Task list ::
1 – Update the essay about the ex who called after five years by reproducing everything from "He said no." down to "five years earlier.", with "conversation" replaced by "phone call".
2 – In the essay about the ex who called after five years, how long had he been married at the time of the call?
3 – Proceed with the essay about the ex who called after five years, picking up after its final line.

What To Do When Your Ex Calls You Again After 5 Years
“I’m married. I have a daughter. I still think about you.”
These words. After years of not speaking. After years of trying to heal from what happened with us. He was in another life now, and yet he was calling me to tell me he was sorry.
It was shocking to hear that he’d had a daughter. It was shocking to hear that he was still married to the woman who has my name.
“Does your wife know that you’re talking to me?”
He said no. She wasn’t home. “They” were at the beach. I’m assuming he meant his wife and daughter. He said his wife knew of me. I asked him what he’d told her about me.
It was a conversation that would have never happened in another universe. It was a conversation that I was prepared for, but couldn’t comprehend.
His apology. Unanticipated, unasked, over five years later.
My ex had these things to say to me after our relationship had ended over five years earlier.
I’m Sorry for What Happened
His email said that he’d had some things on his mind. He asked me if I would give him the opportunity to say them to me. I told him we could talk over the phone.
When we spoke—it was a Thursday evening—I had just been for a run and he’d just gotten home from work. He later said that he’d thought of so many things to say to me on his lunch break, but then when he heard my voice, they all went out the window.
He was clear with his apology though. “I’m sorry.” He said it over and over again.
“What exactly are you sorry for?” I asked. In my mind, memories bubble to the surface, each flashback as biting and painful as the last.
“I’m sorry if I hurt you,” he said. “If I caused you any embarrassment. I’m sorry for the way I treated you, for the way things ended, for saying mean things to you.”
We talked about specific events that happened. And despite the bitterness of these memories, I heard regret in his voice and understood that he was truly sorry.
I Think Things Could Have Been Awesome with Us
I was not expecting him to say that he thought things might have actually worked out with us if he wasn’t an asshole. If he hadn’t taken things out on me.
“I hope you don’t think that we might have been together,” I told him. “In no world would that have happened.” To myself, I think, in no world would I still let anyone treat me like that.
He’d been married for over three years at that point, to a woman who had my same name. It was hard for me to think that he could see himself with me. With her long dark hair and eyeliner, her little dog, the ring on her finger, their baby.
I couldn’t imagine still being with him. For all he was, he’d broken me and—it felt like at the time—ruined my life. I would have never worn a ring. I would never look like her. In no world would I have ever been his wife, his other Jenn.
Do You Forgive Me?
After nearly two hours of apologies, reliving painful memories, and catching up on our current lives, he asked me this question at the end of the call.
“Do you forgive me?”

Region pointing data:
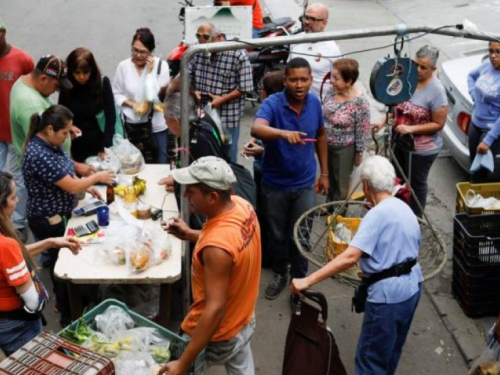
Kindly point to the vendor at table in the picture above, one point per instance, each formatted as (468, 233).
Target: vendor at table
(52, 186)
(22, 296)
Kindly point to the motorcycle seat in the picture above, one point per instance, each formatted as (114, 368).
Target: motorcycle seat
(273, 25)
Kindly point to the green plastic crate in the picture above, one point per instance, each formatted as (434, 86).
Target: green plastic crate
(177, 343)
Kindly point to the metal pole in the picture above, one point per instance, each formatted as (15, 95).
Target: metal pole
(279, 41)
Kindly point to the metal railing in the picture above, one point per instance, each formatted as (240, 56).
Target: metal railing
(280, 41)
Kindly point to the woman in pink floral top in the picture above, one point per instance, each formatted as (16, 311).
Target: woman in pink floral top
(347, 121)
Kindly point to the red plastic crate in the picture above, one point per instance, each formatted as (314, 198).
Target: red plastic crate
(49, 354)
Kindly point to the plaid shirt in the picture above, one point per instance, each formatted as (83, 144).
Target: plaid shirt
(231, 70)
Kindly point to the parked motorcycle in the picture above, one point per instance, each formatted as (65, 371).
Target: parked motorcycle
(263, 59)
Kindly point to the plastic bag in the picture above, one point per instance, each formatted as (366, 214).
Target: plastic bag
(139, 257)
(355, 181)
(214, 115)
(137, 363)
(129, 156)
(159, 242)
(477, 200)
(488, 362)
(343, 233)
(113, 320)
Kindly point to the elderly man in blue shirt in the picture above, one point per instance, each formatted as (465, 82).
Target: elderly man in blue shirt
(386, 246)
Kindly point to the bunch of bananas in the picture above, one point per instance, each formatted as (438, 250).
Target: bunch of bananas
(139, 186)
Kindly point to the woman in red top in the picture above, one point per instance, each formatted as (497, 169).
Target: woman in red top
(22, 296)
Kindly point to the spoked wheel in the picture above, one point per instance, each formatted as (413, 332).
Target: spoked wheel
(324, 231)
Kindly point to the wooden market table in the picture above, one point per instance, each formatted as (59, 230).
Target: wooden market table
(84, 269)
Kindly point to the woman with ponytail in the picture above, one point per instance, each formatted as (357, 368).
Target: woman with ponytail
(22, 295)
(49, 175)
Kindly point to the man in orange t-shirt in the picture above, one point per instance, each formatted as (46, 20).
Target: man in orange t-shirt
(225, 271)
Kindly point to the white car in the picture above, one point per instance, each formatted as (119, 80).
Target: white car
(453, 75)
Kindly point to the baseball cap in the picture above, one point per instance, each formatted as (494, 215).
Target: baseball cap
(53, 66)
(208, 170)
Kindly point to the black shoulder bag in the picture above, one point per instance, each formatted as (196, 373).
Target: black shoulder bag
(361, 292)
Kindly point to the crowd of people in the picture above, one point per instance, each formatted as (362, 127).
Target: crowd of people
(313, 114)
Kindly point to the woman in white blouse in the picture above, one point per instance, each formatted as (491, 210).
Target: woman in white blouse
(127, 85)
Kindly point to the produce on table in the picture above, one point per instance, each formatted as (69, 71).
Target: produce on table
(139, 187)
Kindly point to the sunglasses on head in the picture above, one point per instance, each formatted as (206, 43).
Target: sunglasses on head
(202, 36)
(312, 19)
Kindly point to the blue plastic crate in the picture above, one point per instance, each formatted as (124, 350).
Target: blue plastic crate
(177, 343)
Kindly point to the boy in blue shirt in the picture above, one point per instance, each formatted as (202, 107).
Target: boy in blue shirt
(290, 123)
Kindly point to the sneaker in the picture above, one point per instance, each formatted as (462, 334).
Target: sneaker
(295, 304)
(277, 284)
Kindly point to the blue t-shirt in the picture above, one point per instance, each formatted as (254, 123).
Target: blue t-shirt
(287, 166)
(484, 89)
(43, 165)
(389, 234)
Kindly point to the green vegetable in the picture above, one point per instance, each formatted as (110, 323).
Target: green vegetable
(159, 353)
(79, 335)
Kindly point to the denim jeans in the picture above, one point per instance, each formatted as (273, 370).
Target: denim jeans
(232, 148)
(416, 167)
(41, 230)
(16, 333)
(161, 141)
(4, 149)
(14, 168)
(383, 334)
(283, 208)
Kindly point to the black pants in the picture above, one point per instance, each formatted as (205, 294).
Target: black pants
(476, 135)
(42, 230)
(264, 225)
(416, 168)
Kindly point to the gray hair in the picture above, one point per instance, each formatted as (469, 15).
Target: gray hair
(379, 173)
(172, 107)
(432, 53)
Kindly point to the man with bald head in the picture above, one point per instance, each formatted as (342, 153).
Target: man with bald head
(319, 55)
(222, 78)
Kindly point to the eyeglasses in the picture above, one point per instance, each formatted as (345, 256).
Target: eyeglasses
(203, 36)
(423, 67)
(139, 52)
(313, 19)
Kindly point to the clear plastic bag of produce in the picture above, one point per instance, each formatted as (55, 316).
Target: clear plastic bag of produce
(136, 363)
(159, 242)
(107, 162)
(130, 157)
(113, 321)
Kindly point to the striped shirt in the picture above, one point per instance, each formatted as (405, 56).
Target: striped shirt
(229, 71)
(13, 273)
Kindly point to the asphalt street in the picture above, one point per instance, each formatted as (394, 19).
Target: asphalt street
(442, 338)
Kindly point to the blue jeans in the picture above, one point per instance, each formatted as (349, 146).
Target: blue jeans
(283, 208)
(416, 167)
(4, 149)
(14, 168)
(16, 333)
(161, 141)
(232, 149)
(383, 334)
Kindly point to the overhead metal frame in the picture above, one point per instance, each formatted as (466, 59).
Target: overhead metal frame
(280, 41)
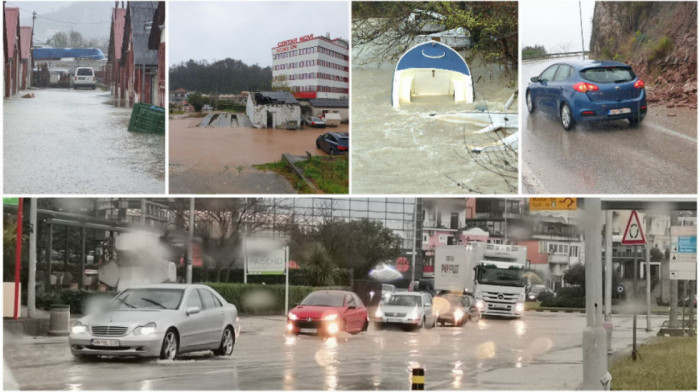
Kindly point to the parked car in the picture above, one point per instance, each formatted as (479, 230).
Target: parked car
(534, 292)
(333, 143)
(84, 77)
(315, 122)
(328, 312)
(460, 309)
(408, 309)
(589, 90)
(162, 320)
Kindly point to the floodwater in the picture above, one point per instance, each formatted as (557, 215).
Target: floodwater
(220, 159)
(76, 141)
(421, 148)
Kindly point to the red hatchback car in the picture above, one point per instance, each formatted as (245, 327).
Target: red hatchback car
(328, 312)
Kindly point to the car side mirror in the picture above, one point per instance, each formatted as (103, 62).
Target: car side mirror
(192, 310)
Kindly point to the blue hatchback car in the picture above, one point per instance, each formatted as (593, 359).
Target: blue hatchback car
(588, 91)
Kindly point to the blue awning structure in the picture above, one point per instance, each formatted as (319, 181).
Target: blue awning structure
(431, 69)
(62, 53)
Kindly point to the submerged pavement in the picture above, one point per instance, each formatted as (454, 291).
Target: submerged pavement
(76, 141)
(542, 351)
(659, 156)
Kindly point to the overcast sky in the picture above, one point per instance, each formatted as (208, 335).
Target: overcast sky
(555, 24)
(248, 31)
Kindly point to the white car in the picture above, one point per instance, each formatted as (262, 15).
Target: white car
(407, 309)
(84, 77)
(162, 320)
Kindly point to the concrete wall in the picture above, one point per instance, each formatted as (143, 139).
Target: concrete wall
(281, 114)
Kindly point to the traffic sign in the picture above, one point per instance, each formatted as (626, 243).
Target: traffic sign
(552, 203)
(634, 233)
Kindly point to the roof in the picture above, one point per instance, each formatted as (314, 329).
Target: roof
(593, 63)
(275, 98)
(158, 20)
(117, 33)
(11, 23)
(60, 53)
(138, 21)
(433, 54)
(25, 38)
(329, 103)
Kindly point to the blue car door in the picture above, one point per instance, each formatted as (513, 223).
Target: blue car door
(545, 98)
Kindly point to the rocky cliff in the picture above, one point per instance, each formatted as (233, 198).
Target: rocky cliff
(659, 41)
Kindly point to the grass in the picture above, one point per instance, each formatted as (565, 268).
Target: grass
(666, 364)
(329, 174)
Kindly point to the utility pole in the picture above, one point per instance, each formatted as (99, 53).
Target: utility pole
(31, 284)
(595, 363)
(188, 262)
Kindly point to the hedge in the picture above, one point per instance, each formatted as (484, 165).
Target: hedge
(260, 298)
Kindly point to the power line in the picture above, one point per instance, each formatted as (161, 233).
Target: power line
(59, 21)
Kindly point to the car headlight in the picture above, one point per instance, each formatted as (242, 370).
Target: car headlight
(145, 330)
(78, 328)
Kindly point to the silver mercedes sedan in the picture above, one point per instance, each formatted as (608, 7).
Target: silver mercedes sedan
(161, 320)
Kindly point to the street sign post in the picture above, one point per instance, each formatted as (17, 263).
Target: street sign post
(553, 203)
(634, 235)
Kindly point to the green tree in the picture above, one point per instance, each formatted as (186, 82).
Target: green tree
(197, 101)
(576, 275)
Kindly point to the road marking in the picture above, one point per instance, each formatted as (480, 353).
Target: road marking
(670, 132)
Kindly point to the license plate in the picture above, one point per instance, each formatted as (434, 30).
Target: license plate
(105, 342)
(615, 112)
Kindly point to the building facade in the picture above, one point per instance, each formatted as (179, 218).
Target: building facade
(312, 67)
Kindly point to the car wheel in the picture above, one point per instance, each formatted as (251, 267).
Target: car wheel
(228, 339)
(567, 120)
(530, 104)
(170, 345)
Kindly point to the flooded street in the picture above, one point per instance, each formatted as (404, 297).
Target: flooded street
(541, 351)
(659, 156)
(219, 160)
(419, 148)
(68, 141)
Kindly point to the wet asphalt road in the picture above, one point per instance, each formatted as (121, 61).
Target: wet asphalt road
(76, 141)
(660, 156)
(541, 351)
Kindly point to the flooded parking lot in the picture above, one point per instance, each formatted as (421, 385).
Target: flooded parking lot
(220, 159)
(76, 141)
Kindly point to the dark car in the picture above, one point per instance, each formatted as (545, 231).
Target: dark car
(328, 312)
(588, 90)
(334, 143)
(456, 309)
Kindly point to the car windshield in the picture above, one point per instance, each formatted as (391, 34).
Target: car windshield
(147, 299)
(500, 276)
(324, 299)
(608, 74)
(404, 300)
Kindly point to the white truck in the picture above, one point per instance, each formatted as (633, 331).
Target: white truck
(493, 273)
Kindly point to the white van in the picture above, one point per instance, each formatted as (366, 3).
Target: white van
(84, 77)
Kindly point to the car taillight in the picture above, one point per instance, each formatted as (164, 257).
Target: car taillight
(585, 87)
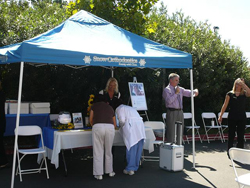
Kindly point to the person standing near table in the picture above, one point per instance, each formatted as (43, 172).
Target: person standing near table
(3, 157)
(133, 133)
(102, 118)
(173, 96)
(236, 99)
(111, 91)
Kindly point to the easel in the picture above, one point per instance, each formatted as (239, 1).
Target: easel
(145, 112)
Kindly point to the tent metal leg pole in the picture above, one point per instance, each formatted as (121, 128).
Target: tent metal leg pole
(17, 122)
(192, 110)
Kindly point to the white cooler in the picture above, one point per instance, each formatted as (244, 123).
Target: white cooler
(40, 108)
(24, 109)
(171, 157)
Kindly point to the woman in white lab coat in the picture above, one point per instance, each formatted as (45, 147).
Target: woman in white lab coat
(133, 132)
(102, 118)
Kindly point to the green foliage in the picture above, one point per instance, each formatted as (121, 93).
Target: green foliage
(19, 22)
(216, 64)
(130, 15)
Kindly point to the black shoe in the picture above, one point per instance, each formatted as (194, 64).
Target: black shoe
(3, 165)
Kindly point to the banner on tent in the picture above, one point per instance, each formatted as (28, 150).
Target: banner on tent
(121, 61)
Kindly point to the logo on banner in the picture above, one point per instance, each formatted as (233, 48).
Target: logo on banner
(3, 58)
(121, 61)
(87, 59)
(142, 62)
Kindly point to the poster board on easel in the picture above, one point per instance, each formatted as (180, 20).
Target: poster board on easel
(77, 120)
(137, 95)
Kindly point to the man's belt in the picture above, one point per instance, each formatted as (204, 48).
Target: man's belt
(174, 109)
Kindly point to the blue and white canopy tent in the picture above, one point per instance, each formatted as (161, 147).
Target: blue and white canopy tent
(87, 40)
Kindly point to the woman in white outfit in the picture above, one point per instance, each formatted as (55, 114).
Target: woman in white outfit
(133, 133)
(102, 118)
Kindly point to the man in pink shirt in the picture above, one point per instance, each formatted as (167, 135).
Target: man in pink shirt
(173, 95)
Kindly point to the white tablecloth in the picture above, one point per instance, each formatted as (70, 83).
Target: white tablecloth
(83, 138)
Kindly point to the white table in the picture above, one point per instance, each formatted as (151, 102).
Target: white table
(82, 138)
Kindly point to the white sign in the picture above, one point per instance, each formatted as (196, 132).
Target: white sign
(137, 94)
(77, 120)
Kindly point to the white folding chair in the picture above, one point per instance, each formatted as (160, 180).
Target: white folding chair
(188, 116)
(247, 135)
(31, 130)
(224, 123)
(242, 156)
(164, 117)
(159, 130)
(207, 118)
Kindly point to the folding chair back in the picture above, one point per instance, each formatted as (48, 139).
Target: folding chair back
(224, 123)
(30, 130)
(53, 117)
(209, 126)
(247, 135)
(242, 156)
(188, 116)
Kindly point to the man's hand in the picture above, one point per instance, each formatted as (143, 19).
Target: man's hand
(196, 92)
(177, 90)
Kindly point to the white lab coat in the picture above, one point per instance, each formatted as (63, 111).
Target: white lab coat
(131, 125)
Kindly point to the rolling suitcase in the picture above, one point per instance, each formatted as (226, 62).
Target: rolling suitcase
(172, 155)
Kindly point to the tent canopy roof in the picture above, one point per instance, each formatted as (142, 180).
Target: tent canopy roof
(85, 39)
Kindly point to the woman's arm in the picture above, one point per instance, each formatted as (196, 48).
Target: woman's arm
(114, 120)
(91, 116)
(224, 107)
(246, 88)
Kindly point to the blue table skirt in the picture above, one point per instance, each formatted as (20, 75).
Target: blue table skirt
(48, 136)
(42, 120)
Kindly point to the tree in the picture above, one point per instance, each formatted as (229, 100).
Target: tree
(216, 63)
(130, 15)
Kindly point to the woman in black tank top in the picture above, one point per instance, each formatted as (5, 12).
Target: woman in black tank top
(236, 101)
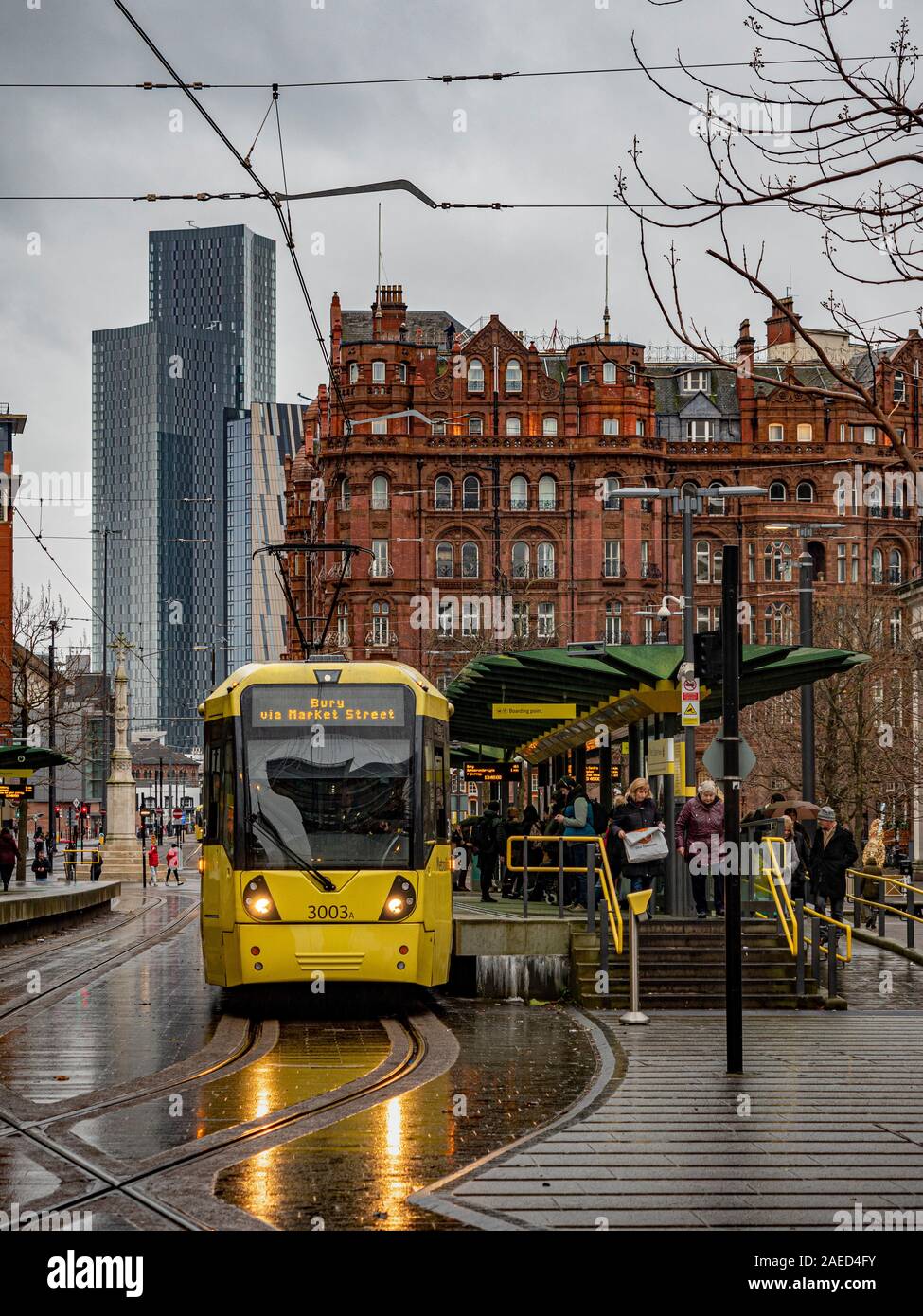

Answer list ::
1 –
He said no. She wasn’t home. “They” were at the beach. I’m assuming he meant his wife and daughter. He said his wife knew of me. I asked him what he’d told her about me.
It was a phone call that would have never happened in another universe. It was a phone call that I was prepared for, but couldn’t comprehend.
His apology. Unanticipated, unasked, over five years later.
My ex had these things to say to me after our relationship had ended over five years earlier.

2 – Over three years.

3 –
I can still hear his voice. I remember the way his teeth looked when he talked. I imagined him now, standing by the window looking out at his garden, asking me for forgiveness.
“Of course I do. I love you, and I forgive you.”
I didn’t forgive him because he’d done all those terrible things. I forgave him because I’d had to forgive myself for letting those things happen.
He was always going to hurt me. I was always going to leave him. He was always going to call me now, telling me he was sorry, asking me for this simple thing.
This is what I know.
His apology made me feel so grateful despite everything that had happened. It felt like he looked at me and saw me, not as a woman, not as his ex-girlfriend, not as an object, and recognized my suffering.
I’d never gotten a call like that from any of my other exes. Granted, this relationship was more toxic than my others, but his apology touched me.
I was conscious of the universe when we hung up that day, agreeing not to speak again. I felt like his recognition of my suffering, his apology, was an unexpected grace that brought me to a place of healing I wasn’t sure existed for me after that time.
My ex showed me that forgiveness isn’t just for people who come back and apologize. It’s for us, right here, right now, in the universe. My feelings weren’t validated by an abusive ex. They were validated the second I stepped away from him and saw myself for what I was—a person, gorgeous inside and out, not worthy of abuse, of intolerance, of words that cut.
I felt that same validation and forgiveness when I hung up the phone that day and went inside the house to my fiancé, to Thai food, to another life. And I hope my ex felt the same when he turned away from the window and felt my forgiveness in his soul and bones.
I am thankful. I am grateful to have an ex who owned up to his mistakes and reached out to apologize. I was appreciative to feel what I felt that day—forgiveness and retribution in all its forms.